- **Records provided**
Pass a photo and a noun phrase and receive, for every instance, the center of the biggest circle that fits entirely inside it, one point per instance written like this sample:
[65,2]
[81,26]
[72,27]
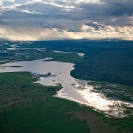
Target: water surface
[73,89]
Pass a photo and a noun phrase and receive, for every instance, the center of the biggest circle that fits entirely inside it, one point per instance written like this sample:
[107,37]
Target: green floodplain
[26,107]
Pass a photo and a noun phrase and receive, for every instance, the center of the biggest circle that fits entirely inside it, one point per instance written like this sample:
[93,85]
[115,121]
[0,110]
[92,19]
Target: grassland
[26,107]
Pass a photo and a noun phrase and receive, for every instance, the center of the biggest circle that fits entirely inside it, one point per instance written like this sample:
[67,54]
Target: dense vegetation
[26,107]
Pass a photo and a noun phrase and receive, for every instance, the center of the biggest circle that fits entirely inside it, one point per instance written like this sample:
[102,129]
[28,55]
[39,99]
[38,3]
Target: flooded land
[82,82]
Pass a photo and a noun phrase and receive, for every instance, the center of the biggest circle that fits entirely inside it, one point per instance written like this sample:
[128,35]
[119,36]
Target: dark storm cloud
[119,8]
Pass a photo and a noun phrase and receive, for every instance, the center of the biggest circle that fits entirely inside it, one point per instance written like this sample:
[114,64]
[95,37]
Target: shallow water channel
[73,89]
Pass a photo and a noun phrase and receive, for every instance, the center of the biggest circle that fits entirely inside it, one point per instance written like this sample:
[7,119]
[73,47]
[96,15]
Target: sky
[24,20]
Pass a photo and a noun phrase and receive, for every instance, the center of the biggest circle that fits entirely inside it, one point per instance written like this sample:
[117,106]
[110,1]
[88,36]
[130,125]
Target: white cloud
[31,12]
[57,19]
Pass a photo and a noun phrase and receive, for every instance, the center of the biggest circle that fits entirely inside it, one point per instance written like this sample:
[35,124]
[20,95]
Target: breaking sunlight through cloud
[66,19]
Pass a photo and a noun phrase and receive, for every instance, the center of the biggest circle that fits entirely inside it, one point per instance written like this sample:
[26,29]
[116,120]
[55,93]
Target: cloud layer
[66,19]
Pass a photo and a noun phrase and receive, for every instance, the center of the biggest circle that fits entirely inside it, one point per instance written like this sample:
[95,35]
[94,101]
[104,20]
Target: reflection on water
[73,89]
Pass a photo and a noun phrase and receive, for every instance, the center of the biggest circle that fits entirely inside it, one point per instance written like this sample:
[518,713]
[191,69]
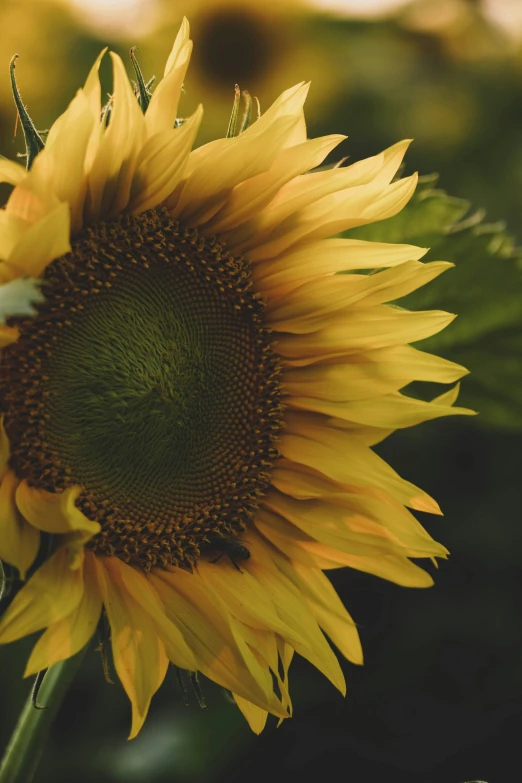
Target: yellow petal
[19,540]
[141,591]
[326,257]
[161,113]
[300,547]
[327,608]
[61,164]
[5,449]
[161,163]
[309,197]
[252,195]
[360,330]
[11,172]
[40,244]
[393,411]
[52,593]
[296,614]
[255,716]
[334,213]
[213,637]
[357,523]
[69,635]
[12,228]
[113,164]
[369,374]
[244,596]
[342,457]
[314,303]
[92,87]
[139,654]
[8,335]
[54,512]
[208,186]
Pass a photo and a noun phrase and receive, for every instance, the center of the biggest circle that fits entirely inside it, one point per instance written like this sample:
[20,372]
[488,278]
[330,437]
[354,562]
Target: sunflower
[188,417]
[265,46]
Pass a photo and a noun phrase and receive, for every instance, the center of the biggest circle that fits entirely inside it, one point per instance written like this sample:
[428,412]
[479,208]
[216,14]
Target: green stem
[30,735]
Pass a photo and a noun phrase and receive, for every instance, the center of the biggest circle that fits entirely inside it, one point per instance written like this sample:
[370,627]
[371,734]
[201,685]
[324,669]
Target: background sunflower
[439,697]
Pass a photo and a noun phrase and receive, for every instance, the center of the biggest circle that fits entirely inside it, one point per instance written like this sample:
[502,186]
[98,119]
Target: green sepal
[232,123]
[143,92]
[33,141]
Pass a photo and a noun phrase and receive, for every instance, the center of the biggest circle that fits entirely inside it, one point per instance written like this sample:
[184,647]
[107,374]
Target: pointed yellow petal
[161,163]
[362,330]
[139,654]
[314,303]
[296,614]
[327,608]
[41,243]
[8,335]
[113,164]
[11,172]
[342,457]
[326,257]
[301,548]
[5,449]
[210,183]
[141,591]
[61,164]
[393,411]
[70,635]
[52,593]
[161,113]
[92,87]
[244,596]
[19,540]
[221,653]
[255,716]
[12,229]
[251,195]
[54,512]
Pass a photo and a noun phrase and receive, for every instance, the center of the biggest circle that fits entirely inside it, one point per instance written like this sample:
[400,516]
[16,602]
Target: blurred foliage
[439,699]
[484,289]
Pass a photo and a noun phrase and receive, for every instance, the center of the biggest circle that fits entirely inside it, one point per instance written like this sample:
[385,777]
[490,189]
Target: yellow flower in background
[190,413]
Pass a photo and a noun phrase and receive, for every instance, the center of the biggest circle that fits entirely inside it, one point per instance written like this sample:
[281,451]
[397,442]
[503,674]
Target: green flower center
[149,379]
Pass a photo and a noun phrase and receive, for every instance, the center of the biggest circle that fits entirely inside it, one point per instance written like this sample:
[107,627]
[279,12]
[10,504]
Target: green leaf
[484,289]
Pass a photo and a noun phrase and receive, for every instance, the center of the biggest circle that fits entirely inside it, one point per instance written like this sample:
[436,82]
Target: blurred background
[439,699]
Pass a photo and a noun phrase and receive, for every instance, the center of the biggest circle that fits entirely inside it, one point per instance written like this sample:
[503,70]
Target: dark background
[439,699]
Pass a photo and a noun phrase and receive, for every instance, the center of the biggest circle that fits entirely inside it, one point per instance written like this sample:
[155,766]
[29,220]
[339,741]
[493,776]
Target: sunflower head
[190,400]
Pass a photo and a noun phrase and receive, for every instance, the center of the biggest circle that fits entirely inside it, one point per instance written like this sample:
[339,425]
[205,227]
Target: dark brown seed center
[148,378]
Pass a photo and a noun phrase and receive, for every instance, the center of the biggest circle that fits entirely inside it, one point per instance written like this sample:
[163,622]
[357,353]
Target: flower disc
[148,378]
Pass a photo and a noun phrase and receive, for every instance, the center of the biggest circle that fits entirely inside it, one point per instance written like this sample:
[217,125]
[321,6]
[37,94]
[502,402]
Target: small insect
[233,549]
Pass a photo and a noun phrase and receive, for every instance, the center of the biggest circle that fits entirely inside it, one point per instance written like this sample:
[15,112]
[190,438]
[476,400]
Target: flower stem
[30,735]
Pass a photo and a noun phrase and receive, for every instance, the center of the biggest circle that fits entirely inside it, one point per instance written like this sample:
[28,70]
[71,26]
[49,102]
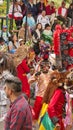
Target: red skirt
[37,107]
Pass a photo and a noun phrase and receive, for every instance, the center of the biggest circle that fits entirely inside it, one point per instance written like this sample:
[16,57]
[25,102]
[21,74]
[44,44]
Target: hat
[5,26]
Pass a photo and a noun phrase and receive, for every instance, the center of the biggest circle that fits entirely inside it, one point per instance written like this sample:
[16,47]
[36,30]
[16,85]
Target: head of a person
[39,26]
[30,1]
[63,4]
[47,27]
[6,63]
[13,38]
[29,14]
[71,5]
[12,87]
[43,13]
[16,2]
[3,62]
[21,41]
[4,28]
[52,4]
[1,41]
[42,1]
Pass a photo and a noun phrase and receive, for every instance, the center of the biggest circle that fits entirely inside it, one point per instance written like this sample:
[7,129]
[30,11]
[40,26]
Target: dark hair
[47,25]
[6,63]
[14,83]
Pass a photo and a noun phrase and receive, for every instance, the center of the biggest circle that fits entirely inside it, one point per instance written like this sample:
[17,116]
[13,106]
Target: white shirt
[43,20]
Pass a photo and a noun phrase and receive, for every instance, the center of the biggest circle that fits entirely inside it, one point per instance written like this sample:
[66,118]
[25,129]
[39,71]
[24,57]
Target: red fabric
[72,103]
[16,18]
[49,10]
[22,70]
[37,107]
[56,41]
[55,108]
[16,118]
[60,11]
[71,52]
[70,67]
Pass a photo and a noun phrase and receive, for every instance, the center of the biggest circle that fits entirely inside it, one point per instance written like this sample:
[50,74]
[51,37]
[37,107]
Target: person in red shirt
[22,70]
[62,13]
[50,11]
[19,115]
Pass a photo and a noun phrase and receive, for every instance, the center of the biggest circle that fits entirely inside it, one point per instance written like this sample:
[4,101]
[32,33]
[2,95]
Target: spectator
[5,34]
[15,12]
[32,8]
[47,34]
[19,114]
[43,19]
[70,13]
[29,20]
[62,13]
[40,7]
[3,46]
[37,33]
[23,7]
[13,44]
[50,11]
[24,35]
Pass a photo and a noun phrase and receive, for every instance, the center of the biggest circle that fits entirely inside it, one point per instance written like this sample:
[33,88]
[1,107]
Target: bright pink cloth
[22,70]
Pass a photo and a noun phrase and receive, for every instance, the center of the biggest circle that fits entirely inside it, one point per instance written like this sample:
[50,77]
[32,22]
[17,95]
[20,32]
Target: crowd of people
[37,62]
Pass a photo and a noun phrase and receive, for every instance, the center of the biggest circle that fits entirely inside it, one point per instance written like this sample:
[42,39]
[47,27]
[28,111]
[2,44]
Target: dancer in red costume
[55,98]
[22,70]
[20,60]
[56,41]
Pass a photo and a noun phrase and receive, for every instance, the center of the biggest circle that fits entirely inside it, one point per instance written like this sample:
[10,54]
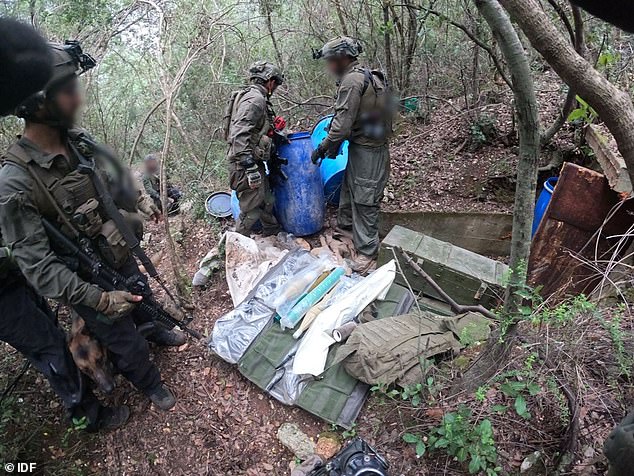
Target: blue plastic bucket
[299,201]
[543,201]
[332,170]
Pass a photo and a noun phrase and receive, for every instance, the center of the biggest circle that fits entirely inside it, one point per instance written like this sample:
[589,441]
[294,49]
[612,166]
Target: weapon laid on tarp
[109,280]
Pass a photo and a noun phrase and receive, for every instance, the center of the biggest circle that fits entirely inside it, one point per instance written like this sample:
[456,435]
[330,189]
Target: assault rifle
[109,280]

- **Work to do**
How many lines in the listing above contain the word "blurred"? Reply with the number alone.

- **Response to this task**
2